_Excerpt_:

*****

The Not So Sustainable Alternative to Plastic

The Not So Sustainable Alternative to Plastic

Appearances and words can be deceiving.

I’ve been noticing more and more sustainable alternatives at the grocery store and I applaud the businesses that are trying to be more eco-conscious. But, their switch from plastic to bioplastic is leading to tons of confusion amongst consumers. The packaging and advertising on these products always include the terms compostable and biodegradable. The synonymous use of these terms is a very subtle greenwashing tactic that can hinder our understanding of how these new products affect the environment.

Biodegradation and composting are ways to break down organic waste using naturally occurring and biological processes found in nature. The term biodegradable refers to the breakdown of matter into organic elements by microorganisms such as bacteria and fungi. The term compostable refers to the aerobic breakdown of matter, such as raw materials like leaves, food, etc. into nontoxic organic elements by microorganisms using humidity and high heat. These terms are often used interchangeably but are completely different especially when it comes to understanding plastic.

The type of plastic we see almost every day is synthetic and is derived from crude oil and natural gas that can degrade into microplastics over time. Bioplastic is a broad term used to encompass plastics that are bio-based and biodegradable. Bio-based plastics are made from renewable and natural plant-based materials such as corn, sugarcane, starches, and vegetable fats and oils that tend to produce fewer greenhouse gas emissions. The most commonly used bio-based products are generally made from corn, a type of monoculture crop that takes just as long to decompose as synthetic plastic if not disposed of properly.

*****

_Data excerpt_:
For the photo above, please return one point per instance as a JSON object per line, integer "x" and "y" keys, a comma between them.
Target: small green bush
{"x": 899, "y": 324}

*****

_Assignment A_:
Answer these questions about the article on bioplastic:
(i) Which two terms do the packaging and advertising on these products always include?
(ii) Which microorganisms does the article name as examples in its definition of "biodegradable"?
(iii) What are the most commonly used bio-based products generally made from?
_Assignment B_:
Print the part of the article on bioplastic between "I’ve been noticing" and "affect the environment.", inclusive.

_Exercise output A_:
(i) Compostable and biodegradable.
(ii) Bacteria and fungi.
(iii) Corn.

_Exercise output B_:
I’ve been noticing more and more sustainable alternatives at the grocery store and I applaud the businesses that are trying to be more eco-conscious. But, their switch from plastic to bioplastic is leading to tons of confusion amongst consumers. The packaging and advertising on these products always include the terms compostable and biodegradable. The synonymous use of these terms is a very subtle greenwashing tactic that can hinder our understanding of how these new products affect the environment.